Start EXERCISE MATERIALS

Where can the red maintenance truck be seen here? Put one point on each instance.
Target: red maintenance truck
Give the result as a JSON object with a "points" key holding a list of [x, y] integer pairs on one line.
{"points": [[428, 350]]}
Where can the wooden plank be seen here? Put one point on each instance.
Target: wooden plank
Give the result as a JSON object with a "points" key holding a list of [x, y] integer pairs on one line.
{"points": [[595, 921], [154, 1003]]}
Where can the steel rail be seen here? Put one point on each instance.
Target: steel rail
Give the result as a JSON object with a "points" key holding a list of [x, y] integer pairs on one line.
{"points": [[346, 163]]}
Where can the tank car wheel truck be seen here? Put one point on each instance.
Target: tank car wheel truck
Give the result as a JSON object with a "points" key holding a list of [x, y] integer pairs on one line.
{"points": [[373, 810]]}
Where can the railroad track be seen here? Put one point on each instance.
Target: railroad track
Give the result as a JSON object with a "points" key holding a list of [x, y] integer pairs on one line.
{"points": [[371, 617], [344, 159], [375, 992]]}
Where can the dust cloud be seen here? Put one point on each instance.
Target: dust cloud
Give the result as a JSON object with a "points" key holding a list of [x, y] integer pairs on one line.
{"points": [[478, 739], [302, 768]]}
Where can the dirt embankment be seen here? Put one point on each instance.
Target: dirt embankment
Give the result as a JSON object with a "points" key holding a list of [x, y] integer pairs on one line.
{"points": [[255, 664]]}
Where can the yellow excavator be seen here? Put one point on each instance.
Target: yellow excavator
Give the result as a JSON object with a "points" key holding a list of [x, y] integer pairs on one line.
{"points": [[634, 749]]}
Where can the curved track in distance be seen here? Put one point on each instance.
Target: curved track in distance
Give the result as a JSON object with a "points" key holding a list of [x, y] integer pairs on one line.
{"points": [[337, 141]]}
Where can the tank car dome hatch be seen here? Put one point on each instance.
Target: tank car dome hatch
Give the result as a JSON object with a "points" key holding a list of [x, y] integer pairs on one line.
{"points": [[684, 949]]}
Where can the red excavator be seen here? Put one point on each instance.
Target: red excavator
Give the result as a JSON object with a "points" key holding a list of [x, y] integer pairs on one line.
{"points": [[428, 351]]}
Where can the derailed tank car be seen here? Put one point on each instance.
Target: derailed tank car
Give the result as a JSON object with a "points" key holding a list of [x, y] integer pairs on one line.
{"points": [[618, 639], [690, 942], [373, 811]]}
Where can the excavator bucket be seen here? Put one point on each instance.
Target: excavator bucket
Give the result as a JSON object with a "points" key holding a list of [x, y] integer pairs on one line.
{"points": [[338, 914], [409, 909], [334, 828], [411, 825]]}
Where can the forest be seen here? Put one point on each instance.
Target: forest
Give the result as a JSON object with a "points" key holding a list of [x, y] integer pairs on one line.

End EXERCISE MATERIALS
Start EXERCISE MATERIALS

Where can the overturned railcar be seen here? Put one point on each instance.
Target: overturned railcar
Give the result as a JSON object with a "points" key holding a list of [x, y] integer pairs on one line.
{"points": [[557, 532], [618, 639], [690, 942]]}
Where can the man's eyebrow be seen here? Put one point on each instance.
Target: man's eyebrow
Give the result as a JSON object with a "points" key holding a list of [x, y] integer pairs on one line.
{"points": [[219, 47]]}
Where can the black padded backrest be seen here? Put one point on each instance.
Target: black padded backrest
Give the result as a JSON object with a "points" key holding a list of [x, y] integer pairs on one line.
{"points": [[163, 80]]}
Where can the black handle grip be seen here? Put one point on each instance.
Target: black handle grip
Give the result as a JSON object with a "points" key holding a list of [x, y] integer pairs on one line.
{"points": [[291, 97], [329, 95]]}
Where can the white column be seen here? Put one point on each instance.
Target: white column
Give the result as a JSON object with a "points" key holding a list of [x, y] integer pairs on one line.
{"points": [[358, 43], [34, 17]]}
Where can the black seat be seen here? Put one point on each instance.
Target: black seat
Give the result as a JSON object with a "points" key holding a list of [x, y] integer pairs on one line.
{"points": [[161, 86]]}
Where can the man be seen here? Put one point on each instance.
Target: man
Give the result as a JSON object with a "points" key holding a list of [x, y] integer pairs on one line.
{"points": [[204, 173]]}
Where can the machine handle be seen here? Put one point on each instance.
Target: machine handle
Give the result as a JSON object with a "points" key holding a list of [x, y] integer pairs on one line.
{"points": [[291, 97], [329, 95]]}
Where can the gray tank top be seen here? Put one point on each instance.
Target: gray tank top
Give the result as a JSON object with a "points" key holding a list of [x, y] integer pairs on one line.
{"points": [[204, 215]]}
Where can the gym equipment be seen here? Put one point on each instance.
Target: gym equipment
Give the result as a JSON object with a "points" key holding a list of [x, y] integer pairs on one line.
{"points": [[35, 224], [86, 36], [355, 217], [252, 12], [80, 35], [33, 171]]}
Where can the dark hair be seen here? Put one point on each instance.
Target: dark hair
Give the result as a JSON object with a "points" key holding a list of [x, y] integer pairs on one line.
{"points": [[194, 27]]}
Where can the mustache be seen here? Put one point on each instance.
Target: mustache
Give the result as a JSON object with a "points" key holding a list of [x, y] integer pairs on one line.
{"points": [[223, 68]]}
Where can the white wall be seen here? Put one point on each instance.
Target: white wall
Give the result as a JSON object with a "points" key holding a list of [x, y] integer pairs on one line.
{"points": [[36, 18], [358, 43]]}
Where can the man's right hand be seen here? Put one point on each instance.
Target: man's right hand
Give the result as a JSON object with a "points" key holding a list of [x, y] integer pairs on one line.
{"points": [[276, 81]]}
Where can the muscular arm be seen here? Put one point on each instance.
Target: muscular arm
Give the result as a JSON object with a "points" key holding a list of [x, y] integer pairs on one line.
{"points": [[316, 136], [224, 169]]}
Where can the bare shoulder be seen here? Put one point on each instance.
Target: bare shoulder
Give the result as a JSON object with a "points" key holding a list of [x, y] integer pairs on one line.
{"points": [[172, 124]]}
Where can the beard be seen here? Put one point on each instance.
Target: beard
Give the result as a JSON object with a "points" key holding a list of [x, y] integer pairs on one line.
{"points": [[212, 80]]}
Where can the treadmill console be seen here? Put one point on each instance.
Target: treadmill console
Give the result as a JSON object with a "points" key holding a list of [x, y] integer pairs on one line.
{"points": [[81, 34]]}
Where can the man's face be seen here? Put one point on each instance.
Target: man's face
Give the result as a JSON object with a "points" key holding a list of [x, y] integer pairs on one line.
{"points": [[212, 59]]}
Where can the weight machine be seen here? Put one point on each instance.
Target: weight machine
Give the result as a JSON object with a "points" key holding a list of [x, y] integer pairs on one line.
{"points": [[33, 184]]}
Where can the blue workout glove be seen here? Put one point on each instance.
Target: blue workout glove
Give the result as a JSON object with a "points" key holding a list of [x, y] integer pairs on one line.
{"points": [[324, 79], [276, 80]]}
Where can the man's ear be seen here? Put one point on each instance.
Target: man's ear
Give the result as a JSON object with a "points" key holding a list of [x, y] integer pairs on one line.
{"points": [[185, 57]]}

End EXERCISE MATERIALS
Start EXERCISE MATERIALS

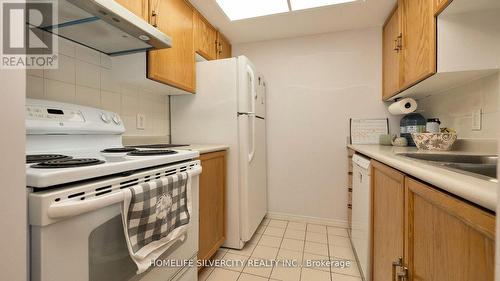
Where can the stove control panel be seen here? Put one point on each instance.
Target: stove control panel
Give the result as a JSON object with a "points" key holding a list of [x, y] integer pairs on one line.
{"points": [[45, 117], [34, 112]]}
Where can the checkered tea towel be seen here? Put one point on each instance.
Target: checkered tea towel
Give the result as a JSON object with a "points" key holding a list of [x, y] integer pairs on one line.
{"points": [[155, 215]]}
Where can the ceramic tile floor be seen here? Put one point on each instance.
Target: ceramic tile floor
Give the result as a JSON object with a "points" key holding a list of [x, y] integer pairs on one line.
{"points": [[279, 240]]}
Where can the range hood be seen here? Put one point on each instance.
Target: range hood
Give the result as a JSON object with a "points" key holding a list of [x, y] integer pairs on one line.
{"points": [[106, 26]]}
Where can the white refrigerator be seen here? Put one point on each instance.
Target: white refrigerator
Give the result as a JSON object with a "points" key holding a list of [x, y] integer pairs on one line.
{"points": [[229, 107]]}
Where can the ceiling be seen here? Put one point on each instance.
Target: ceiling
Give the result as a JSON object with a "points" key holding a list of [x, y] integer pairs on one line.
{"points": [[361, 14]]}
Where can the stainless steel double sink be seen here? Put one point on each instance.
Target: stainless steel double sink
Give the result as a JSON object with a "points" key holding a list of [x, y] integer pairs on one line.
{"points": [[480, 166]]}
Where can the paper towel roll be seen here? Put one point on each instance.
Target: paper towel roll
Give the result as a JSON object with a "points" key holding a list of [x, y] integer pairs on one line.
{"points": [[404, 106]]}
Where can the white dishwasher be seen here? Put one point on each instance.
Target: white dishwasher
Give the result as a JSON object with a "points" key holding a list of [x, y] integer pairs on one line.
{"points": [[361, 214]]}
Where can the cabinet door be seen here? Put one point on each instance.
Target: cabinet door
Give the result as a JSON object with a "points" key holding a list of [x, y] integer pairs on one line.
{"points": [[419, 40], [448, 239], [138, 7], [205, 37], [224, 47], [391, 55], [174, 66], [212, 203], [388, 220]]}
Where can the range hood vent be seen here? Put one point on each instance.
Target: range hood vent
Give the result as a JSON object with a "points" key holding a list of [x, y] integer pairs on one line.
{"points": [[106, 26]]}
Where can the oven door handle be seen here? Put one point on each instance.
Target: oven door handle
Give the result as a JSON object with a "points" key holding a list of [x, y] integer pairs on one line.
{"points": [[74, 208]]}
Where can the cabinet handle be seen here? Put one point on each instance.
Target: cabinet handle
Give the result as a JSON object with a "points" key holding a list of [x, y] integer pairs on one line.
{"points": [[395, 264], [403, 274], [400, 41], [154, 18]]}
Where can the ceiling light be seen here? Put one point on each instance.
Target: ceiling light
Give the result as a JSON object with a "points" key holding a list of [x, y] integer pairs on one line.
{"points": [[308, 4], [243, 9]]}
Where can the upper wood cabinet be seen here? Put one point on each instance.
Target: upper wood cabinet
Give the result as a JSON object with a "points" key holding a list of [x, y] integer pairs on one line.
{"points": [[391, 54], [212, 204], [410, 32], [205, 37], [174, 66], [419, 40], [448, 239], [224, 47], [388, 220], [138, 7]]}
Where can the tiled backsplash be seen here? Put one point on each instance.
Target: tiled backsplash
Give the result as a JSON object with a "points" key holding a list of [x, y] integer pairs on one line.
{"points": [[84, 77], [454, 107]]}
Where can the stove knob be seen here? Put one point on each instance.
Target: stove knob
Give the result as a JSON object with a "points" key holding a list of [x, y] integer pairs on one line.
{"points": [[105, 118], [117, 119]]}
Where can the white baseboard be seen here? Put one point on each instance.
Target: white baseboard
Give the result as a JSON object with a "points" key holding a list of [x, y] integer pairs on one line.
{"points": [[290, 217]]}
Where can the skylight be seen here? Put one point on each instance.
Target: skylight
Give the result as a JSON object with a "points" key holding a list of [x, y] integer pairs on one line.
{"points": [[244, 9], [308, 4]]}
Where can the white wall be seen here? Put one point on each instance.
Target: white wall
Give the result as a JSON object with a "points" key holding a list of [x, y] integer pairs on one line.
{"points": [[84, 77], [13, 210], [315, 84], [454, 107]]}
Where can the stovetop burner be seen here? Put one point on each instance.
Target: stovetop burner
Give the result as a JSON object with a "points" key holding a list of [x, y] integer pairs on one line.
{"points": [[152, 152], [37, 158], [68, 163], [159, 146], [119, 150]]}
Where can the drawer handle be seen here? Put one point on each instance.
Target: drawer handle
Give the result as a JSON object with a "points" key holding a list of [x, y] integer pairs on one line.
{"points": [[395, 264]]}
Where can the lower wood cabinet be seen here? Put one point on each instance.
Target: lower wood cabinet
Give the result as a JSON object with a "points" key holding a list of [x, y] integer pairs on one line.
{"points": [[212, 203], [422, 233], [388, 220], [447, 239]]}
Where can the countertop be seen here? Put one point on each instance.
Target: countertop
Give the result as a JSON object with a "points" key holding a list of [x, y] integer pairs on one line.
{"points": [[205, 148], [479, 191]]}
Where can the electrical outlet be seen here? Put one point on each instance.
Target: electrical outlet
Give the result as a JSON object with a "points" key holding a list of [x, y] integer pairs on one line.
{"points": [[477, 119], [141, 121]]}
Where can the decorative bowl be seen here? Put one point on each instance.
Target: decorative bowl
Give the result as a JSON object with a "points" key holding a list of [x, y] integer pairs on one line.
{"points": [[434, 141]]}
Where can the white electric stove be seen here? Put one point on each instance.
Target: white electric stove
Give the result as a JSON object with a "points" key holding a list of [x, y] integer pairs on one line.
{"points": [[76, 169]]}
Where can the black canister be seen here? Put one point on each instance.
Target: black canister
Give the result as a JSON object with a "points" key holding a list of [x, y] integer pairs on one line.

End EXERCISE MATERIALS

**WRITTEN PROBLEM:** Pull out every line of the records that contains the word "workout" and copy each one.

**ANSWER FOR THE TASK:**
Where can the blue workout glove be seen here? Put one point on each instance.
Target: blue workout glove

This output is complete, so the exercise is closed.